Material provided:
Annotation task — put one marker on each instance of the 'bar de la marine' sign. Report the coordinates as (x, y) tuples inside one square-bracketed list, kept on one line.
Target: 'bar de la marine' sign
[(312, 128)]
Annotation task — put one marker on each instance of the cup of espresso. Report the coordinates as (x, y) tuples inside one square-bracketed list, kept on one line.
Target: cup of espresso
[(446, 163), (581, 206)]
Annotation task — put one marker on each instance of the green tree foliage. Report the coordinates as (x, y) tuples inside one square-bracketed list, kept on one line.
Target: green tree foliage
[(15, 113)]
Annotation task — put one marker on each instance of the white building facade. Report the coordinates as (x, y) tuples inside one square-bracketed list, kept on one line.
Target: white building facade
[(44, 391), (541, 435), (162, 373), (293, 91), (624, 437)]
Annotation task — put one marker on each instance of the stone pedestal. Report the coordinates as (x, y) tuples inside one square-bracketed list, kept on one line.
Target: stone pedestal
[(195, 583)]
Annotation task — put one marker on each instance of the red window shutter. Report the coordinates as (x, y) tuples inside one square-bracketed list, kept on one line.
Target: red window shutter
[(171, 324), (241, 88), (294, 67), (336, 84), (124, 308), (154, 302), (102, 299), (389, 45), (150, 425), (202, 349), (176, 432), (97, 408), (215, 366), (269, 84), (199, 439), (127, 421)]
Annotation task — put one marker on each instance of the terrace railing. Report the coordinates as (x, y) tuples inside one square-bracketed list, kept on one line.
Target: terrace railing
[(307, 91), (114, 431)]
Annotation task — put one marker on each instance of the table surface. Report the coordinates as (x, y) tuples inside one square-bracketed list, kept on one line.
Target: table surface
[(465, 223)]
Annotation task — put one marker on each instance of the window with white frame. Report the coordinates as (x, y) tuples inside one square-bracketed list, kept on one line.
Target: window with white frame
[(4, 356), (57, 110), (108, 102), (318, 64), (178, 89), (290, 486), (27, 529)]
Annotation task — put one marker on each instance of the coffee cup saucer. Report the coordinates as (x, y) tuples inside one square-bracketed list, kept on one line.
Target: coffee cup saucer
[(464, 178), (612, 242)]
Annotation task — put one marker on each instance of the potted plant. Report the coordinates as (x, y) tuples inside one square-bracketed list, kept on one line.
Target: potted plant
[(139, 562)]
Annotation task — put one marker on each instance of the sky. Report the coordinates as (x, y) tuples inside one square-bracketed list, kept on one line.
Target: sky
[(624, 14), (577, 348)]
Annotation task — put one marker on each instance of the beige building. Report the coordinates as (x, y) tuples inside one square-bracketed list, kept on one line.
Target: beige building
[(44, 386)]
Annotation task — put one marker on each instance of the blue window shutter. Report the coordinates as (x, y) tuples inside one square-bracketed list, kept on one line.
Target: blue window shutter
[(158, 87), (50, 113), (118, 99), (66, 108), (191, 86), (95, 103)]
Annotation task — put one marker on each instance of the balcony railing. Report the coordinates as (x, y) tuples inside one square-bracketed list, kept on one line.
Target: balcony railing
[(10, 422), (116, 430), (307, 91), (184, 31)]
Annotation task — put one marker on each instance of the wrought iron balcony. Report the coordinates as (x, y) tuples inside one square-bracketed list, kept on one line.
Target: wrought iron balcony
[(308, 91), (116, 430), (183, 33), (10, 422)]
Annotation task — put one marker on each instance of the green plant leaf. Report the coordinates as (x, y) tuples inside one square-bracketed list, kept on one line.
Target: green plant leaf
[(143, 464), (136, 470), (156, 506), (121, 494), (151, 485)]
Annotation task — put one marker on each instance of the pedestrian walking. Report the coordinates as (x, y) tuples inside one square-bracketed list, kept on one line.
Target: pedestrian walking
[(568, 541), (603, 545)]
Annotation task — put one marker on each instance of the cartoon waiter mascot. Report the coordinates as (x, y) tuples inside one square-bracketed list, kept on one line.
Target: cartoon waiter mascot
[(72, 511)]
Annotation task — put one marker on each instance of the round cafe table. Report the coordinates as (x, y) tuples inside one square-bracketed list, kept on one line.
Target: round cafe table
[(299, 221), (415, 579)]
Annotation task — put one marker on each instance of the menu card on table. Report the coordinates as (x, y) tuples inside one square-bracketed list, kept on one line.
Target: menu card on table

Assigned task: Exact copies of the lines from the one containing "of the beige" through the final line of the records are all the answer should hold.

Answer to the problem:
Annotation task — put one marker on each instance of the beige building. Report the coordinates as (x, y) tuples inside one square-bracketed list, kept on one line.
Target: beige building
[(44, 386)]
Annotation task — put one marker on each instance of the blue window shutter. Report the coordinates as (x, y) tuples inside one square-bracketed list, kept on one line.
Target: blue window shutter
[(158, 87), (50, 113), (118, 99), (66, 108), (191, 86), (95, 103)]
Annotation task — put one marker on each instance of the balcony railing. Report the coordinates as (x, y) tuples inside one square-bracketed list, kept on one line.
Target: balcony railing
[(10, 422), (116, 430), (307, 91), (184, 31)]
Annotation task — put one marker on each instance of the wrought iron balcony. Report the coordinates as (x, y) tuples inside one square-bracketed list, kept on one line.
Target: wrought iron balcony
[(308, 91), (116, 430), (183, 33), (10, 422)]
Annotation task — put one marker on each instance of the green plant leaf. Report the coordinates as (x, y) tuples inside one square-bracketed list, kept on one line.
Target: green plant leaf
[(143, 464), (136, 470), (156, 506), (121, 494), (151, 485)]
Annotation task — put one marker on each instance of the pedestrian walking. Report the coordinates as (x, y) tuples inside one square-bracketed list, kept on one line.
Target: pedestrian walking
[(568, 541), (603, 545)]
Annotation task — put one marker on each instance of the cartoon waiter mascot. Report the coordinates as (x, y) tuples inside one square-bracketed list, kept on one line.
Target: cartoon waiter mascot
[(72, 511)]
Annotation task — put one marker on each instance of the round cafe table. Report the coordinates as (x, y) tuples inside one square-bracketed list, kept on one line.
Target: round cafe table
[(299, 221), (415, 579)]
Annotation task — put one marker on each instance of the menu card on table. Report the coordinates as (x, y) tuples inside one square-bracketed list, kept on one line.
Target: menu card on table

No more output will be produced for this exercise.